_Task goal_
Rewrite the data below, changing every "In this photo" to "In this image" and keeping everything else the same. Omit the pictures.
######
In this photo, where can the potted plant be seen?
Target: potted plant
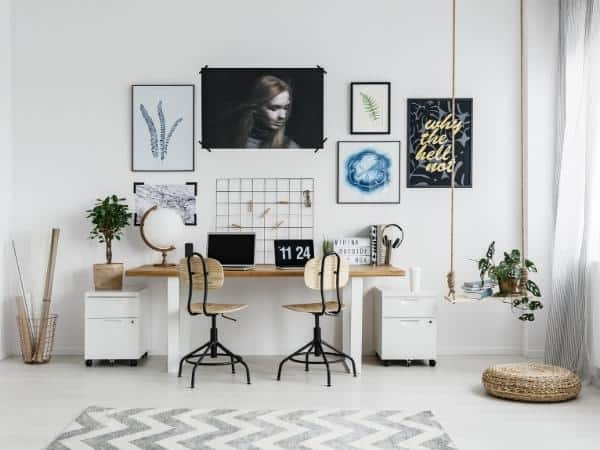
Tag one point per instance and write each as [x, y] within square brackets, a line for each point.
[507, 273]
[109, 217]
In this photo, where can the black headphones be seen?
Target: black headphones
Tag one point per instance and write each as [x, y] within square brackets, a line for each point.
[397, 241]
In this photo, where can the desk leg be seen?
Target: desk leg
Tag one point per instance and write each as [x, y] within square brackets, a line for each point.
[172, 324]
[352, 321]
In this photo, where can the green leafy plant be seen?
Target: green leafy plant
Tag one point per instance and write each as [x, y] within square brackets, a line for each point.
[109, 217]
[371, 106]
[508, 275]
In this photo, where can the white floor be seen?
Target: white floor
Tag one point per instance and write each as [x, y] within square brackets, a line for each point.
[37, 402]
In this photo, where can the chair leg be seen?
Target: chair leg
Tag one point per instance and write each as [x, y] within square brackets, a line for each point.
[342, 354]
[242, 362]
[187, 356]
[326, 363]
[307, 354]
[290, 357]
[197, 363]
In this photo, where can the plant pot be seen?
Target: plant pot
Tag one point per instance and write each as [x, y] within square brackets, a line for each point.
[108, 277]
[508, 286]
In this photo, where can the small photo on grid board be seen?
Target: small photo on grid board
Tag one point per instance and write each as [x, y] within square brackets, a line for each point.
[272, 208]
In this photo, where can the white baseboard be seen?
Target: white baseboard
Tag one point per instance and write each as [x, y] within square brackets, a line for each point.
[480, 351]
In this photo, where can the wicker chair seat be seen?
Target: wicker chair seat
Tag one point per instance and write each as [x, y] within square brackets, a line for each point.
[217, 308]
[531, 382]
[313, 308]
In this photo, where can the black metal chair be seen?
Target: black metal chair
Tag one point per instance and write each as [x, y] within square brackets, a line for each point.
[324, 274]
[207, 274]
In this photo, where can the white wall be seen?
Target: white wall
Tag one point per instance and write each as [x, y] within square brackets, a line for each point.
[74, 63]
[542, 78]
[6, 329]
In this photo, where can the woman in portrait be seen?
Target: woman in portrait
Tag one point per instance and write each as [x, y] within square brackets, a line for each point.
[264, 115]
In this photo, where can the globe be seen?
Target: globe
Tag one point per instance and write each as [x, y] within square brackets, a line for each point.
[163, 227]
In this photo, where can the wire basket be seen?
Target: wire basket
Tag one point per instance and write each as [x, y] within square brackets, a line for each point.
[27, 337]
######
_Answer for this exercise_
In this image, where can the potted plant be seen?
Target: potted plant
Tag one point per instance and write each as [x, y] within square brackets, a line for each point.
[507, 273]
[109, 217]
In this image, where can the black headphones be seen?
Target: black headphones
Tag one point per instance and write each as [x, y] within square brackets, a line for each point.
[397, 241]
In this image, where can the desk leg be seen?
Target: desk leg
Tag one point per instance and write each as [x, y] within square brackets, a line for each point.
[172, 324]
[352, 321]
In this image, where can the green leafy plant be seen?
Target: green leafy plant
Tag one point per instance and write each as [x, y] within square brackets, a line for each point.
[109, 217]
[371, 106]
[508, 275]
In this image, where can the white floor be seen?
Target: white floor
Tag one point per instance and write each as [x, y] within square brackets, a line for each point.
[37, 402]
In this image, where can the chair leg be seen?
Target: chair leg
Tag one point per instance and write each as [x, y] within square brackets, a line for each point.
[342, 354]
[242, 362]
[187, 356]
[326, 363]
[307, 354]
[290, 357]
[197, 363]
In this image, where can the plant pot be seen?
Target: plant pot
Tag one point per instance and write each as [x, y] within square brackets, a line for each point.
[108, 277]
[508, 286]
In this image, where can the small photo on grid board be seen?
Target: small photo on grid board
Tag one point per instance and write each as [x, y] within square brackets, a line for each point.
[272, 208]
In this image, where can the white baseboard be seen?
Target: white baseboard
Tag one point per instance and write each as [x, y] within square brackets, a line for each point.
[480, 351]
In this image, where can the wicker chair seat be seen?
Target: wicker chair seat
Tag one point per instance and write each as [x, y] within square brackets, a line for each point.
[217, 308]
[531, 382]
[313, 308]
In this image, where can the black metal chair be seen?
Target: black metal chair
Tag one point per instance and write each as [x, y] within square brackets, a line for each point.
[324, 274]
[207, 274]
In this image, where can the white wall be seen?
Target: white wall
Tag one point per instance and write each as [x, y] within square brackets, a line for each point.
[74, 63]
[542, 78]
[6, 329]
In this image, where can the woman in portrait be seen?
Target: woman in portrait
Tag one point per instance and write each as [x, y] within square brackets, a line for each point.
[264, 115]
In this image, where can the globe be seen?
Target: globe
Tag one point per instance and write each as [x, y] within square brackets, a line for each point.
[163, 227]
In this image, where can the wire basket be seen?
Target: wire basket
Tag one point per instance and write each as [x, y] within square brackets, a line for each point.
[27, 337]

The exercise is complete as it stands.